Single by Ironik

from the album No Point in Wasting Tears
- Released: 22 June 2008 (digital download); 30 June 2008 (physical);
- Recorded: 2007
- Genre: Hip hop; R&B;
- Length: 3:39 (album version)
- Label: Asylum; Warner Music;
- Songwriters: James Charters; Nick Jarl; David Stenmarck; Andreas Carlsson; Tim Cox; Nigel Swanston;
- Producers: Alex James Sparks; Louis Gibzen; Nick Jarl;

Ironik singles chronology
| "So Nice" (2007) | "Stay with Me" (2008) | "I Wanna Be Your Man" (2008) |

= Stay with Me (Ironik song) =

"Stay with Me" (sometimes subtitled "Everybody's Free") is the first single from Ironik's debut album No Point in Wasting Tears. The song peaked at number five on the UK Singles Chart.

==Song information==
The song was written for his younger sister. There was a message in the lyrics for her; Ironik said "With all these people dying, if anything happens to me, there's a message in it for her." The track was produced by Alex James Sparks and samples lyrics of the song "Everybody's Free (To Feel Good)" by Quindon Tarver, which is a cover of the Rozalla hit "Everybody's Free". It also heavily samples the song "Written in the Stars" by Westlife, used as the main melody and for the chorus. Both samples are high-pitched. The single was released in both a one-track version and an enhanced 6-track CD, with 5 remixes of the song as well as the radio edit.

::::

- **TASK SET**:
(A) From the article on the Ironik song "Stay with Me," write out the passage starting at "Single by Ironik" and ending at "3:39 (album version)".
(B) According to the article on the Ironik song "Stay with Me," which Westlife song does the track heavily sample for its main melody and chorus?

::::

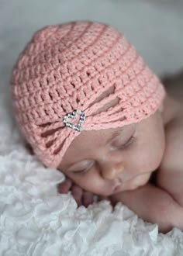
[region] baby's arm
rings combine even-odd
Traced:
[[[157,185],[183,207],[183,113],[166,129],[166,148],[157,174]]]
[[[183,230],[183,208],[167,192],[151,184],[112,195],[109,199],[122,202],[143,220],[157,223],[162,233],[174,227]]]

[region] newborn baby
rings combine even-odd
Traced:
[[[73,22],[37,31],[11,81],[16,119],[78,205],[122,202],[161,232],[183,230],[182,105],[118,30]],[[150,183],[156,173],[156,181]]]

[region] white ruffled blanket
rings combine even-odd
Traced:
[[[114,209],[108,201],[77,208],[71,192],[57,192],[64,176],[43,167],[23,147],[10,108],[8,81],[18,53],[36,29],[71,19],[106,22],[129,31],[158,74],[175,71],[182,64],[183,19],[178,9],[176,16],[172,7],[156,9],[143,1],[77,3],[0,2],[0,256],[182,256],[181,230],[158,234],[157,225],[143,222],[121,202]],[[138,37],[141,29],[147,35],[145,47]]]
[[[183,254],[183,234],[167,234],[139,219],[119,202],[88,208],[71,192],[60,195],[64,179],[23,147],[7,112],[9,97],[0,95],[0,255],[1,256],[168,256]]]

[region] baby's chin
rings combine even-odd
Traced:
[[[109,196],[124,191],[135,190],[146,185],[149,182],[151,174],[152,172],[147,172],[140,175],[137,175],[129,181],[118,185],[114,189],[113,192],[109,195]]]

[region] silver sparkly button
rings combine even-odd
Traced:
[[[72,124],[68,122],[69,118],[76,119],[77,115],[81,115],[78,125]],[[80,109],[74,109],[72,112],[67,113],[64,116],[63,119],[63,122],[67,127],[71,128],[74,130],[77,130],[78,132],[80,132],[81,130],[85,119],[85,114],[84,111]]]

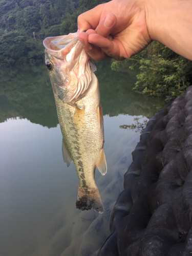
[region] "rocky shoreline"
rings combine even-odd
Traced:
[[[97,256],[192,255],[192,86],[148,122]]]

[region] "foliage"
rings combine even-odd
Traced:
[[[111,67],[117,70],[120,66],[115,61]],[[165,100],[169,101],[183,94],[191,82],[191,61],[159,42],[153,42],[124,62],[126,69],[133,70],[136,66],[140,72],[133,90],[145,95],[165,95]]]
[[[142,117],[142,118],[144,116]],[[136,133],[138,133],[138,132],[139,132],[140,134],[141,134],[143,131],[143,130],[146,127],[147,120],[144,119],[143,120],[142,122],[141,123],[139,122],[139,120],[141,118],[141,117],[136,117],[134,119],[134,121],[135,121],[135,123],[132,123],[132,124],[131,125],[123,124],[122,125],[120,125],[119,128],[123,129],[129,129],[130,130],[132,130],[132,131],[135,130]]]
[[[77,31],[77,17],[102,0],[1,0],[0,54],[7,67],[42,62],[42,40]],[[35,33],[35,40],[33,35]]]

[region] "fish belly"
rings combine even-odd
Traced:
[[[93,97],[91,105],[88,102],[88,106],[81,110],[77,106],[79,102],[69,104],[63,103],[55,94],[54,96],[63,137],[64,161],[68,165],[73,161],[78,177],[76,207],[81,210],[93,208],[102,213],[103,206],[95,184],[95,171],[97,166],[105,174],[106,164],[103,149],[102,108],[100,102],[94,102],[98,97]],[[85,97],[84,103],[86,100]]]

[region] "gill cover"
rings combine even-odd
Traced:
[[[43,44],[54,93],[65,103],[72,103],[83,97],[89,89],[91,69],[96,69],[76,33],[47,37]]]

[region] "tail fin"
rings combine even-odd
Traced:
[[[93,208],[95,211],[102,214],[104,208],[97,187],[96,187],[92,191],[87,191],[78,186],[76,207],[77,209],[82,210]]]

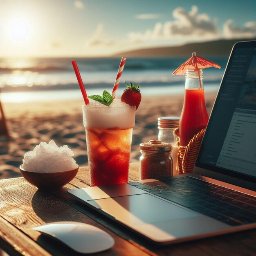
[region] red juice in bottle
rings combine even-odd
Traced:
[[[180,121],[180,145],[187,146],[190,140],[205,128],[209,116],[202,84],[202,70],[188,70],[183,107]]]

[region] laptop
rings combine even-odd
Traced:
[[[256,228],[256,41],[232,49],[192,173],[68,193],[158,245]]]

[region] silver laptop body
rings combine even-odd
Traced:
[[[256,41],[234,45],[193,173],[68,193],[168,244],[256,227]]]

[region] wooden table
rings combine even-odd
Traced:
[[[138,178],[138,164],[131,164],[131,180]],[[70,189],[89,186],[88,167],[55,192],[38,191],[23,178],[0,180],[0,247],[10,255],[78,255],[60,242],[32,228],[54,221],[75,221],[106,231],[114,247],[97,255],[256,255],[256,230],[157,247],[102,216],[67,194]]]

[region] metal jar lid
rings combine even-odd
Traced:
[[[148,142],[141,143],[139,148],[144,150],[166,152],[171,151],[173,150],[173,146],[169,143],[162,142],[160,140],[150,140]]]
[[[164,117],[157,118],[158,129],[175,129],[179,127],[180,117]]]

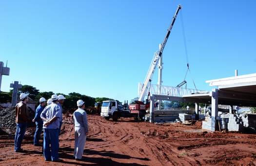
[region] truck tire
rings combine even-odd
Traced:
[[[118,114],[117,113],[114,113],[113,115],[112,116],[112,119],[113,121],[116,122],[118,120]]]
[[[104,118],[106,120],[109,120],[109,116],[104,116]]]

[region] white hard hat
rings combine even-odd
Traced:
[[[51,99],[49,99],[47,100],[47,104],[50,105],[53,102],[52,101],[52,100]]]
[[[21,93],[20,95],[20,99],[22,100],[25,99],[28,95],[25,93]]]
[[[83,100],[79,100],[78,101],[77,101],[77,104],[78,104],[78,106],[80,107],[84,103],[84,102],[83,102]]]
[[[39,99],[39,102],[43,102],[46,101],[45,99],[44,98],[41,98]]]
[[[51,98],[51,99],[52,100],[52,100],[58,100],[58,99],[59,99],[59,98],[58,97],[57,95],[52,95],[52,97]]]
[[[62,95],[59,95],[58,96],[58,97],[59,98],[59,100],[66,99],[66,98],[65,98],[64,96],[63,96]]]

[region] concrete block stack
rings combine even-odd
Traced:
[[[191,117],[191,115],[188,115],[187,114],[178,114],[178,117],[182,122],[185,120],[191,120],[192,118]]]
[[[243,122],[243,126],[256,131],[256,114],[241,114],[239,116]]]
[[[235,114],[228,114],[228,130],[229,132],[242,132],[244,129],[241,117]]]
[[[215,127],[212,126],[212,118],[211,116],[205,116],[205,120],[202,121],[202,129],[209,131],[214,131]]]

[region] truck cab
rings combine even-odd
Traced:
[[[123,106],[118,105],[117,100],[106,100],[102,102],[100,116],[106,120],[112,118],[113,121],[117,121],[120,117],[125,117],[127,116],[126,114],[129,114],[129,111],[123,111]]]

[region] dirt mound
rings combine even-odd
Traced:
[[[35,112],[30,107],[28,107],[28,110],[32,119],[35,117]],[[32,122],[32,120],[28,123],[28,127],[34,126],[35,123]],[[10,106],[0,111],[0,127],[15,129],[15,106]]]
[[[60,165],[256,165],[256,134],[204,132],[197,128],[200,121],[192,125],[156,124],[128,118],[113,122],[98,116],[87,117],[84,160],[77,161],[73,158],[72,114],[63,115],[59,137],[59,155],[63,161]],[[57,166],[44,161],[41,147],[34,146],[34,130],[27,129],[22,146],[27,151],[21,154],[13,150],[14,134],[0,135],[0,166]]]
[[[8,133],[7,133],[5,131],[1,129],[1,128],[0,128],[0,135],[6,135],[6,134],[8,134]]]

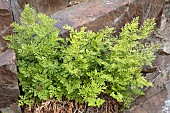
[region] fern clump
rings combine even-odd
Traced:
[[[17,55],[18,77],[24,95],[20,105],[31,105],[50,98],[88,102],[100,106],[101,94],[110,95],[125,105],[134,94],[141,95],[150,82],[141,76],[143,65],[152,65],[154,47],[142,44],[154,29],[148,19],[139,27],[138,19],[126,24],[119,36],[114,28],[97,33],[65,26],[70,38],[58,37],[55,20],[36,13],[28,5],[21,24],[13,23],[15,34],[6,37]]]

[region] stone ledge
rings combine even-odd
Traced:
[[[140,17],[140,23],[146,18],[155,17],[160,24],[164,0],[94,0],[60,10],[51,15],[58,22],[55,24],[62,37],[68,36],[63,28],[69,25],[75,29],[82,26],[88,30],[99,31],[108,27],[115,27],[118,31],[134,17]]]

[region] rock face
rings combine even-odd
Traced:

::::

- **LIST OF SOLUTIONS**:
(A)
Single by Ironik

from the album No Point in Wasting Tears
- Released: 22 June 2008 (digital download); 30 June 2008 (physical);
- Recorded: 2007
- Genre: Hip hop; R&B;
- Length: 3:39 (album version)

(B) "Written in the Stars"